**ФРАГМЕНТ ДЛЯ ЧТЕНИЯ**
....

Найти тему
Археология+

ОБЫЧАЙ ПОМЕЩАТЬ ПРАХ В ПОГРЕБАЛЬНУЮ УРНУ. ЛИЦЕВЫЕ УРНЫ.

(С) Богачев А.В., 2022

Мне часто приходится работать с музейными коллекциями и в России, и за ее пределами. Я глубоко убежден в том, что археолог должен изучать древние артефакты не чьим-то прорисовкам, а самолично или, в крайнем случае, по качественным фото (об этом я рассказываю подробно в нашем видео). И если говорить об урновых захоронениях, то самый необычный сосуд-урну я увидел в археологическом музее Гамбурга. Она изготовлена из качественной бронзы германским населением в 1 веке нашей эры. Когда же появилась традиция захоронения праха умершего в урнах?

К урновым захоронениям археологи, как правило, причисляют погребения, совершенные по обряду трупосожжения на стороне с последующим помещением кальцинированных костей (праха) в глиняный сосуд (урну), который, в свою очередь помещали в погребальную камеру.

....

**КОРОТКАЯ ЗАДАЧА A**
Из какого материала, согласно фрагменту об урновых захоронениях, изготовлена урна из археологического музея Гамбурга?
**КОРОТКАЯ ЗАДАЧА B**
Продолжите фрагмент об урновых захоронениях с того места, где он обрывается.
Приведённые далее строки никак не связаны с фрагментом об урновых захоронениях.

....

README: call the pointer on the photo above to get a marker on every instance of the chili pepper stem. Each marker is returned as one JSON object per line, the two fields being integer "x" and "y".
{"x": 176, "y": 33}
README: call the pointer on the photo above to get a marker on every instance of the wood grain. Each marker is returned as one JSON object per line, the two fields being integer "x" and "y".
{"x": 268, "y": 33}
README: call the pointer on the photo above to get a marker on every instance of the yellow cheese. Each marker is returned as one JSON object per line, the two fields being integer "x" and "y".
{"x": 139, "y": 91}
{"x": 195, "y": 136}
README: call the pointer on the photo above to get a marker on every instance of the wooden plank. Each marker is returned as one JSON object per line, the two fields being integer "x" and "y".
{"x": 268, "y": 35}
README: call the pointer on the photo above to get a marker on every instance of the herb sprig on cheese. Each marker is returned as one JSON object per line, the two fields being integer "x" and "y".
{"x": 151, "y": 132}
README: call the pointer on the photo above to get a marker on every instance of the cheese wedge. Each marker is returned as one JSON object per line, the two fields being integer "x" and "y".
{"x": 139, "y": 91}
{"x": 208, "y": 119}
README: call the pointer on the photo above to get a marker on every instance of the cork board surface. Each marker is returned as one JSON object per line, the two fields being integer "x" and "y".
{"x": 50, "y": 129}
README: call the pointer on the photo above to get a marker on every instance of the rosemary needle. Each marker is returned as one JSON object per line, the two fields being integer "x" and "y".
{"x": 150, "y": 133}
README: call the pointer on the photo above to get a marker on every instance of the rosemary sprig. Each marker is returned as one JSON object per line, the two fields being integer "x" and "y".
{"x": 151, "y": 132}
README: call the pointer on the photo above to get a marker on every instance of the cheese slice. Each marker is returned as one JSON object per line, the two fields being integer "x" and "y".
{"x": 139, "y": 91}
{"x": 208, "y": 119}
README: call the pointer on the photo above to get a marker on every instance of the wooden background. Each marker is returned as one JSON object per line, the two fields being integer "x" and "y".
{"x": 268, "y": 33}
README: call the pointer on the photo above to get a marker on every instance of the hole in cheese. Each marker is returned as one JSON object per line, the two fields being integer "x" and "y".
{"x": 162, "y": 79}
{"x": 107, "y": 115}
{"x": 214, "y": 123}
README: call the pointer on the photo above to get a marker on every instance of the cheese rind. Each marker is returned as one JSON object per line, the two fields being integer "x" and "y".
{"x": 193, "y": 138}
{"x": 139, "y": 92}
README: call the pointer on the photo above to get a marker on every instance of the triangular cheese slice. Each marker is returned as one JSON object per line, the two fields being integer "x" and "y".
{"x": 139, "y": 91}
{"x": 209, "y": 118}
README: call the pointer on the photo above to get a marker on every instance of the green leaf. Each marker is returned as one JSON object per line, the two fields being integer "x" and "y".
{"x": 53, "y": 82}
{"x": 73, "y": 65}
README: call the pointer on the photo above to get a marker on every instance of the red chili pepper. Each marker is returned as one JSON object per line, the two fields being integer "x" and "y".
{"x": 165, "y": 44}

....

**ОТВЕТ A**
Из качественной бронзы.

**ОТВЕТ B**
Под этой формулировкой подразумевается некий синтетический признак, в котором воедино слиты несколько самостоятельных (аналитических) признаков (Богачев, 1992). И если говорить о признаке «урна», то в коде для описания погребального обряда И.С. Каменецкого признак «IX–43 Гроб» представлен семнадцатью значениями, в число которых входят: «8 – каменная урна в виде саркофага; 9 – глиняный оссуарий; 10 – урна; 11 – урна, покрытая крышкой или миской» (Каменецкий, 1986. С. 143). Если говорить о содержимом урны, то в нее могли помещаться как остатки кремации (очищенные от золы или не очищенные), так и фрагменты тел, не подвергавшиеся воздействию огня. Сами урны могли находиться в погребальных камерах разного рода (простая яма, катакомба, сруб, каменный ящик и проч.), которые, в свою очередь, могли быть размещены под насыпями курганов или на бескурганных кладбищах, в «домиках мертвых», склепах, мавзолеях или даже в нишах стен. И, наконец, урна могла быть антропоморфной, зооморфной, а также в виде горшка, ящика или амфоры.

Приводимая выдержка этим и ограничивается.